* _Description of the task_:
Carry on the article about pension forfeiture for corrupt public employees, starting right after its last sentence.

* _Text block_:
+++
The Anacortes mayor couldn't fire Mead even though the officer lied to investigators repeatedly before admitting his wrongdoing, because Mead would reach retirement before the long, expensive civil-service process, required by law, was over.

And because he has been on sick leave since January, shortly before an auditor discovered the money was missing, the 24-year veteran hasn't done any work for the city all year. Yet he was guaranteed a handsome early retirement when the retirement board granted him disability leave last month.

The definition of disability is so liberal that Mead and others like him can qualify by simply showing they can't do an average job.

In 11 other states, wrongdoers like Mead, Janovich, Bartlett and Cook would have lost their pensions or seen them substantially reduced.

Arizona, Florida, Georgia, Illinois, Massachusetts, Michigan, New Jersey, Oklahoma, Pennsylvania, Tennessee and West Virginia have laws providing for forfeiture of a public employee's pension when a person commits a crime against their employer. Kentucky has a similar statute, but a loophole allows wrongdoers to keep their pensions if they retire before trial - which all have done. In Virginia, state officials could deny crooked officers their disability pension, but not the regular pension based on their length of service.

All other states are like Washington in that there is no way to take away a pension.

This disturbs Bill Stephens, president of the National Association of Public Pension Attorneys. His organization has argued in court that corrupt public officials should forfeit their pensions even if a state lacks a law requiring it, because such employees have violated a public trust and because their retirement usually is financed mostly by taxpayers.

The courts have usually disagreed - with the exception of the Rhode Island Supreme Court, which took away a corrupt judge's $98,000-a-year pension last year, without a forfeiture law, saying "honorable service is a necessary prerequisite" to an honorable retirement.

But in Washington, the courts have taken a more traditional stance. And given the way judges have ruled, a new forfeiture statute would cover only those public officials hired after it went into effect.

All non-government pensions are protected from seizure, regardless of the state, by a 1974 law passed by Congress partly in response to a case involving corrupt Teamsters union officials who stripped dissident union members of their pension rights.


Retirement officials around the country say it usually takes a series of corruption cases to spur a legislature to act. West Virginia passed a pension-forfeiture law a decade ago in the wake of some scandals, and since then the state retirement board has stripped an ex-governor (Arch Moore Jr.), more than a half-dozen legislators and "at least one cop" of their pensions, said senior Assistant Attorney General Samuel Cook. Although Cook is unsure whether the penalty deters corruption, he likes the law.

"I have an objection to a person sitting in jail and receiving a state pension for anything," Cook said. "A public office is a public trust."

But in many states where pension-forfeiture laws have been proposed, like Utah and Maine, opponents argue that such laws would punish the family that depends on the retirement money as much as the offender.

Leading the opposition are public-employee unions. Mike Patrick, executive director of the Washington State Council of Police Officers, said although he is appalled by Mead's behavior, his organization could be counted on to fight pension-forfeiture legislation. Barbara Hegdal, a pension official in California, doubts anyone would sponsor such a law in her state because "the police and fire unions are so strong."

Mead was lucky to have joined the Anacortes Police Department in 1969. The Legislature had just granted police and firefighters the most generous retirement program in state history to attract people to high-risk and relatively low-paying jobs. Not only did it give them full retirement benefits at age 50, it also erased a 1937 statute that allowed for pension forfeiture when a public employee was convicted of a felony or was "a habitual drunkard."
+++
[Collection entries]
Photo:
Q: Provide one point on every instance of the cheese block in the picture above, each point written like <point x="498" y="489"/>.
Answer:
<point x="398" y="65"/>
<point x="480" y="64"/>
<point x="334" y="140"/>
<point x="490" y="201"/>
+++
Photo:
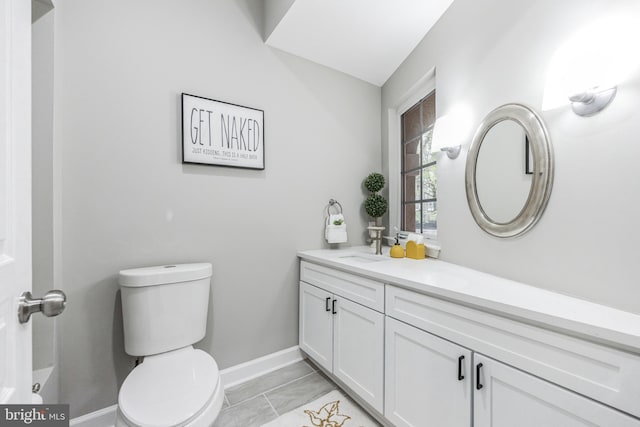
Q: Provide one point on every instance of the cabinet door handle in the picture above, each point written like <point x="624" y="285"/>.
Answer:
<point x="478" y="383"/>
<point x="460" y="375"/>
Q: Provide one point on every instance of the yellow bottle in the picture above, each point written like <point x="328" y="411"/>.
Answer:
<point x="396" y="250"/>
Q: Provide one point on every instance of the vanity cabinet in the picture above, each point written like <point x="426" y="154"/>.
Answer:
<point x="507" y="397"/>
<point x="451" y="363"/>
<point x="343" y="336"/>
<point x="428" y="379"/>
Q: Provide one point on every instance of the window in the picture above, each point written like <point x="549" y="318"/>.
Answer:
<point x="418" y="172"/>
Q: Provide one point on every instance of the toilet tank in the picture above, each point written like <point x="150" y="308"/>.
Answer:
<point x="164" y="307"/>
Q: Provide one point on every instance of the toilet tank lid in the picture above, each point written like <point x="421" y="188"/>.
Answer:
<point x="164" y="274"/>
+++
* _Written response_:
The 1969 program also permitted police officers and firefighters to retire on disability by simply showing they were unable to do their job "with average efficiency." About 65 percent of those who retired under the program used that loophole. Officers with skiing injuries and damaged fingers have gotten disability benefits, although only service-related disability benefits are tax free.

By 1977, the cost of the program was becoming evident, so the Legislature eliminated the disability clause. Only a fraction of the officers hired since then have asked for the less-attractive state industrial-insurance disability program that was offered to them.

But the Legislature could not close the loophole for the thousands of officers and firefighters hired before the 1977 change. Some 5,850 retirees are getting benefits under the old system. Another 3,800 remain on the job who - like Mead - are eligible for the easy disability bailout.


Just how easy it is to qualify is underscored by the case of Mountlake Terrace police Officer Craig Beytebiere.

He was 34 when he was arrested in Oregon in 1989 for causing a head-on collision while driving an undercover police car, drunk. When Police Chief John Turner indicated he might fire Beytebiere, the officer took disability retirement instead, basing his application on "alcohol abuse and post-traumatic stress disorder," depression and anxiety.

Turner said the granting of disability retirement to Beytebiere was an "abuse of the system," but wasn't surprised. Robert Ward, the Oregon man in the car Beytebiere hit, says his wife still suffers health problems caused by the crash. Beytebiere is doing fine with his regular paycheck as a clerk at a local department store and his monthly disability checks. But, he says, "You don't realize the hell I went through" at the time the details of his accident hit the news.

But his case is not exceptional. In 1989 an appeals court upheld disability retirement for a Spokane narcotics officer who became addicted to cocaine. In 1992 the court upheld retirement for a King County desk sergeant who complained of aches and pains aggravated by a class in hair-pulling techniques he attended in 1984.

Mead's indictment for first-degree theft late last month no doubt has increased his stress level. But the asthma he claims as a service-related disability is an illness he already had when the city of Anacortes hired him as a rookie officer.

Pat Beatie, the city's newly hired director of public safety, is angry that Mead will get disability benefits. He said Mead did a "terrible job" as assistant chief, helping give the department a reputation for bungling homicide investigations and for internal squabbling.

"In this case, the guy not only did not do his job appropriately, but he was stealing while he was doing so," Beatie said. "The guy was a crook while he was earning disability."

Police and firefighter organizations successfully lobbied the Legislature this year to loosen the pension system by reducing retirement age - which was raised in 1977 to 58 - back down to 55. This year they are asking for an even lower age, and other concessions.

If the Legislature were to take this opportunity to negotiate a forefeiture clause, there are several models. In most states where pensions are forfeited, the crime must have something to do with the public servant's job, and it must be a serious felony. Money the wrongdoer contributed to the fund is refunded.


Details of such laws vary widely from state to state.

In Michigan, local retirement boards decide whether to take away a pension, and that creates inequities. When former state trooper Paul Getzen was convicted of smuggling illegal drug-making chemicals into the U.S., his pension was revoked.

On the other hand, when former Detroit Police Chief William Hart stole $2.3 million from a police secret-service fund, the city pension board granted him his $53,000-a-year annuity. (The sentencing judge did, however, order Hart to repay the money he stole).

But in Illinois, any official who commits a felony associated with their job automatically loses a pension.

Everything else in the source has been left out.